Required work
From the topology text below, list every term that the text introduces with "is called," "are called," "is the," or "is said to be."

==== Source document

Topology, Part I

Time for some basics of point-set topology. Let {X} be a nonempty set. A collection of subsets {\mathcal T} of {X} is called a topology on {X}, and the pair {(X,\mathcal T)} a topological space if

  • {\varnothing, X\in\mathcal T},
  • {U,V\in\mathcal T\Rightarrow U\cap V\in\mathcal T},
  • {U_\alpha, \alpha\in I\in\mathcal T\Rightarrow \bigcup_{\alpha\in I}U_\alpha\in\mathcal T}.

The members of {\mathcal T} are called open sets. The collection {\{\varnothing, X\}} is called the trivial topology, and the power set of {X},

\displaystyle 2^X = \{S: S\subset X \}

is the discrete topology. If {\mathcal T} and {\mathcal T'} are topologies on {X} with {\mathcal T\subset\mathcal T'}, then {\mathcal T} is said to be coarser than {\mathcal T'}, and {\mathcal T'} is said to be finer than {\mathcal T}.

========
==== Data lines

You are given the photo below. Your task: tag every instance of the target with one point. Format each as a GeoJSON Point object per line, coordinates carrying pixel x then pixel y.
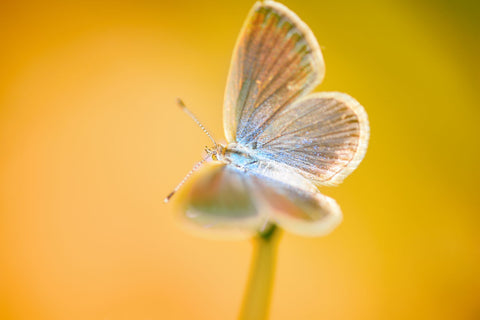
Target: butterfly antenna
{"type": "Point", "coordinates": [195, 168]}
{"type": "Point", "coordinates": [182, 105]}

========

Result
topology, topological space, open sets, trivial topology, discrete topology, coarser, finer